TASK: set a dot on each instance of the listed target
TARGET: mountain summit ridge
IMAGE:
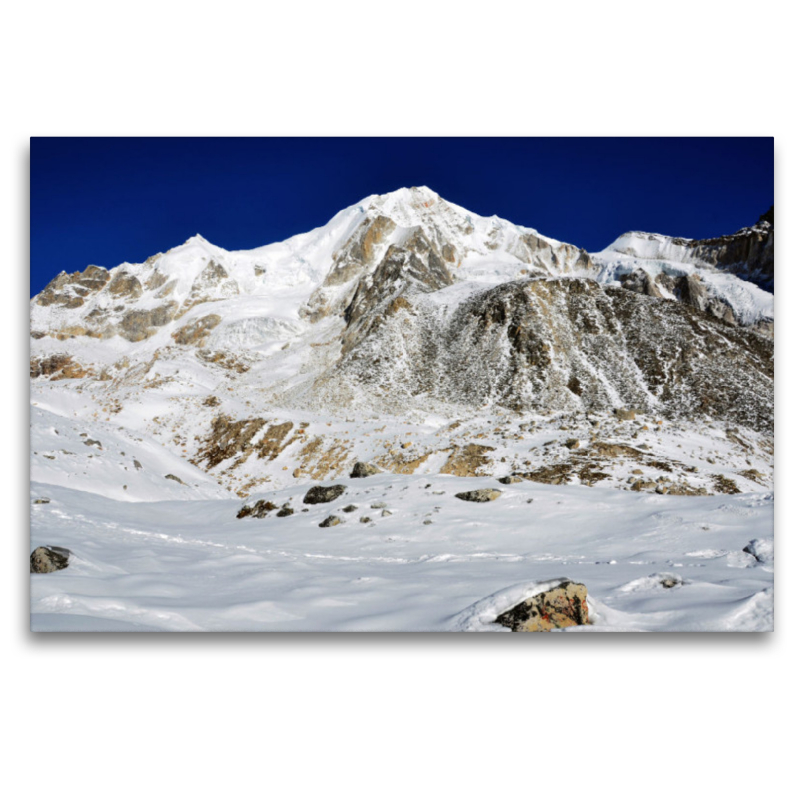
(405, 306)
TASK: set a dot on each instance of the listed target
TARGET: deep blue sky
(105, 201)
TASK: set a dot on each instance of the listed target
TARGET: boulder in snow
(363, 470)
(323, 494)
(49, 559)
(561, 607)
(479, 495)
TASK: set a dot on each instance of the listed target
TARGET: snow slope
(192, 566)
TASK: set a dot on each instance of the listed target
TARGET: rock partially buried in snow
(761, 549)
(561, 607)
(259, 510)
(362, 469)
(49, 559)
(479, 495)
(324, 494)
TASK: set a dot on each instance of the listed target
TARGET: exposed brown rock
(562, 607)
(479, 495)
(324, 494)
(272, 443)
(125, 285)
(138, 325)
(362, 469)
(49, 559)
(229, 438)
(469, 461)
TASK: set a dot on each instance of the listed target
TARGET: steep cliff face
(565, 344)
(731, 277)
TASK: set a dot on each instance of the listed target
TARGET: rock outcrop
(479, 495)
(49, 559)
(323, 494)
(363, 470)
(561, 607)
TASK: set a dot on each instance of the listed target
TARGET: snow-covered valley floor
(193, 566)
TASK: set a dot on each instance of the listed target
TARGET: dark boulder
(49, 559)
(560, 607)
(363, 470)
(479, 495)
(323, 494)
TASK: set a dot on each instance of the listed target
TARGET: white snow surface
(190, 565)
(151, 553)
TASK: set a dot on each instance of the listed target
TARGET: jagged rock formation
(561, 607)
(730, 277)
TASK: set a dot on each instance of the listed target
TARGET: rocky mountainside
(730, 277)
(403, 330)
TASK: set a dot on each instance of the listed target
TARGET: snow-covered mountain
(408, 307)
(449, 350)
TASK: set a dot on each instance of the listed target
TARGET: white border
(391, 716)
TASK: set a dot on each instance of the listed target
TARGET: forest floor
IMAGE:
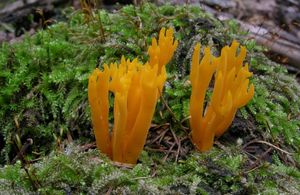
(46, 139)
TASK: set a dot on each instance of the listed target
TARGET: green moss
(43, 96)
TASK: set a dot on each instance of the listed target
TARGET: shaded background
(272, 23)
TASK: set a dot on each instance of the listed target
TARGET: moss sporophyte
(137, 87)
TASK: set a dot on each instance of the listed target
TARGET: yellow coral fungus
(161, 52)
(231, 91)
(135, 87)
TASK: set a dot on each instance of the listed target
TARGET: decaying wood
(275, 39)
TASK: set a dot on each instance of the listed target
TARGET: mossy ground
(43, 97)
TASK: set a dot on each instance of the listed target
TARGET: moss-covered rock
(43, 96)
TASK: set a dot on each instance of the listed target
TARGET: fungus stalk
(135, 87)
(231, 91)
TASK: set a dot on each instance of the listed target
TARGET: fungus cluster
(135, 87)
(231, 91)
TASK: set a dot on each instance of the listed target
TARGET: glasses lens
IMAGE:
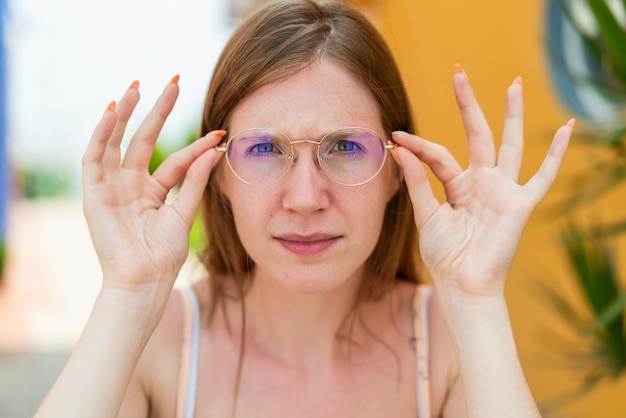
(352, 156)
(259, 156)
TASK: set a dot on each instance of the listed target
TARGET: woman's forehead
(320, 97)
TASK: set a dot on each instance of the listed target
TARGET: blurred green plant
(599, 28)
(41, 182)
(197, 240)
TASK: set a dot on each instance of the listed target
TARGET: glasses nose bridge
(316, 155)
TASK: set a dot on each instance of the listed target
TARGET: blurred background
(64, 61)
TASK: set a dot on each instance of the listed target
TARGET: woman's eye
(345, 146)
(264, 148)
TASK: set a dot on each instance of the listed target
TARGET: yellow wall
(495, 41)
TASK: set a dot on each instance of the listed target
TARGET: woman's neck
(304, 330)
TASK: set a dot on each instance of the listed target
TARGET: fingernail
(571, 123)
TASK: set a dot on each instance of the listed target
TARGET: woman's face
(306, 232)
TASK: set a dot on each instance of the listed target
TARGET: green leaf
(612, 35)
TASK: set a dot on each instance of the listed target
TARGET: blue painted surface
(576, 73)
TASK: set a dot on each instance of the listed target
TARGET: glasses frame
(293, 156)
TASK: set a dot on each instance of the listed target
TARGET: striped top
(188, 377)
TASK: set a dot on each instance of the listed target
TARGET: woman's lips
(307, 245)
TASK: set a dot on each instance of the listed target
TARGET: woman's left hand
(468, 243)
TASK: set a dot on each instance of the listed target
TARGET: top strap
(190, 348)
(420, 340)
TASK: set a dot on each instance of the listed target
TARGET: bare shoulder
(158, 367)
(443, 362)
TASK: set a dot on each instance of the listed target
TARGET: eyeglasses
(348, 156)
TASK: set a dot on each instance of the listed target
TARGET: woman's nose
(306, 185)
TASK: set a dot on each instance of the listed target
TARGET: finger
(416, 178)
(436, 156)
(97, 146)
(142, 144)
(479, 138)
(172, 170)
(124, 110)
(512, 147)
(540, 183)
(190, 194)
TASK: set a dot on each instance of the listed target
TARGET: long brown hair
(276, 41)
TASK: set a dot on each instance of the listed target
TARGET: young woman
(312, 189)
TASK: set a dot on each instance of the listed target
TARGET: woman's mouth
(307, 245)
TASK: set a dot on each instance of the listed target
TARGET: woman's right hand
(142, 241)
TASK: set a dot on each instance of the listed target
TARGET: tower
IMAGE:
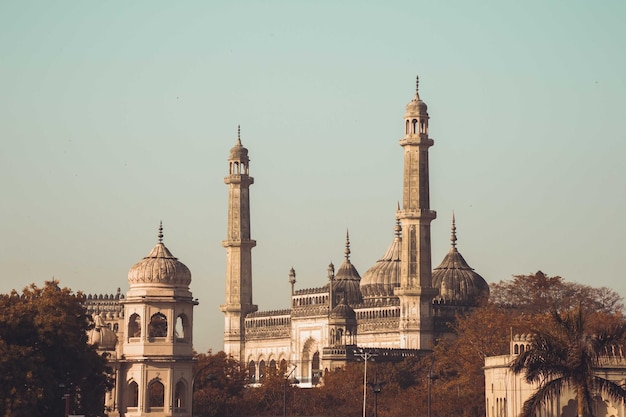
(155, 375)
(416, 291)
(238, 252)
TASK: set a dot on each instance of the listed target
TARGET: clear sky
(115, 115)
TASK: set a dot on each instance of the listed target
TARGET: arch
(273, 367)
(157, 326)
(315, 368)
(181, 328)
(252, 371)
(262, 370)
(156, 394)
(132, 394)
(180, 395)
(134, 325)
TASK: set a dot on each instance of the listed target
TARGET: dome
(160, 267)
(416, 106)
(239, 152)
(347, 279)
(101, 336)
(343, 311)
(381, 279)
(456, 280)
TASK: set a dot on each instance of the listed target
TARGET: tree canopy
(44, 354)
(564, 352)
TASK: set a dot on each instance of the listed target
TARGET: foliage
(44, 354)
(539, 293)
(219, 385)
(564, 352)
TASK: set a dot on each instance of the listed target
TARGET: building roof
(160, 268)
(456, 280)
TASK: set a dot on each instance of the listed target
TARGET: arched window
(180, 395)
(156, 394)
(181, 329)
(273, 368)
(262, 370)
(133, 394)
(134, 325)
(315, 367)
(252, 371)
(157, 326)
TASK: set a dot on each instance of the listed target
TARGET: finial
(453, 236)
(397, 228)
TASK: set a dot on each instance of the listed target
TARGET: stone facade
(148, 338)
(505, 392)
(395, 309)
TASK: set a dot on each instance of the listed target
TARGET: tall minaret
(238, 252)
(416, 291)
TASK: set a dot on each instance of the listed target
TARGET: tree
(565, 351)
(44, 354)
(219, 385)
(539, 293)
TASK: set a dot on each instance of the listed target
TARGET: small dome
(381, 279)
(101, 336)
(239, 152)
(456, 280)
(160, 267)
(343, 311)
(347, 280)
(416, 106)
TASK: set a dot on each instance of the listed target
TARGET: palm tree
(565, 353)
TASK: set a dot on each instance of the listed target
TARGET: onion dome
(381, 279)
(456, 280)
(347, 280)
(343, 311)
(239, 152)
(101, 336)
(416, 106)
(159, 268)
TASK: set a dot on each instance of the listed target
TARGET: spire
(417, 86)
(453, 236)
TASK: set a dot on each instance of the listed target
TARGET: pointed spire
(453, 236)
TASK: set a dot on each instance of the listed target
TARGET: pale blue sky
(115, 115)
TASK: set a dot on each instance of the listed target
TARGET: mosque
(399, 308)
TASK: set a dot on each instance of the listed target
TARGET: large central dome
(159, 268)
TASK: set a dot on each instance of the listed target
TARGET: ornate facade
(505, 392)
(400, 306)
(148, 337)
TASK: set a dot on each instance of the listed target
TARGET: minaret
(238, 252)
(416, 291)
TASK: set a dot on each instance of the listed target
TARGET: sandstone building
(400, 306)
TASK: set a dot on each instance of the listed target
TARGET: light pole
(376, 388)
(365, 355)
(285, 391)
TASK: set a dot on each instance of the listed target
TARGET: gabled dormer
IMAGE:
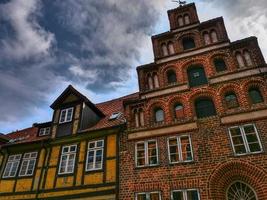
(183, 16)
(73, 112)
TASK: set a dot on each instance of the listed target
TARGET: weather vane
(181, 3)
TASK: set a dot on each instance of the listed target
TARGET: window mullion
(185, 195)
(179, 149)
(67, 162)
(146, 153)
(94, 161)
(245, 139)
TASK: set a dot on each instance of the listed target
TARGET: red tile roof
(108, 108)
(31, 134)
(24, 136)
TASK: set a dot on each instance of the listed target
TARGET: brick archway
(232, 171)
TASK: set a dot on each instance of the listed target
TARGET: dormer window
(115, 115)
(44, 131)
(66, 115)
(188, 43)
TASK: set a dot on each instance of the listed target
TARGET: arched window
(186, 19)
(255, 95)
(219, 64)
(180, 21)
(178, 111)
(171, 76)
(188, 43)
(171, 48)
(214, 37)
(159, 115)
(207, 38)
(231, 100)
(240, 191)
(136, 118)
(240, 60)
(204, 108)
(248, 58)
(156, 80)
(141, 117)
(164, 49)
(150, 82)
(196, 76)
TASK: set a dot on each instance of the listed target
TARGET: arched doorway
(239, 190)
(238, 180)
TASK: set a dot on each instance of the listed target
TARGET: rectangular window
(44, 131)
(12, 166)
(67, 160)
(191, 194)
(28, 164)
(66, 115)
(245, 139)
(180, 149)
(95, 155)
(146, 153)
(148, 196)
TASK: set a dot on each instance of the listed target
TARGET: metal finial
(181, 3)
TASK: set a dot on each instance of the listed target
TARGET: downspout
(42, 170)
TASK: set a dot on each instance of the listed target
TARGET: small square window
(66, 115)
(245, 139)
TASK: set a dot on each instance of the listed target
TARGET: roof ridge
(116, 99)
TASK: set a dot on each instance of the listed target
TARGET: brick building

========================

• Task requirements:
How many of the lines above contain the string "nose"? Case counts, so give only the number.

• Response to this task:
2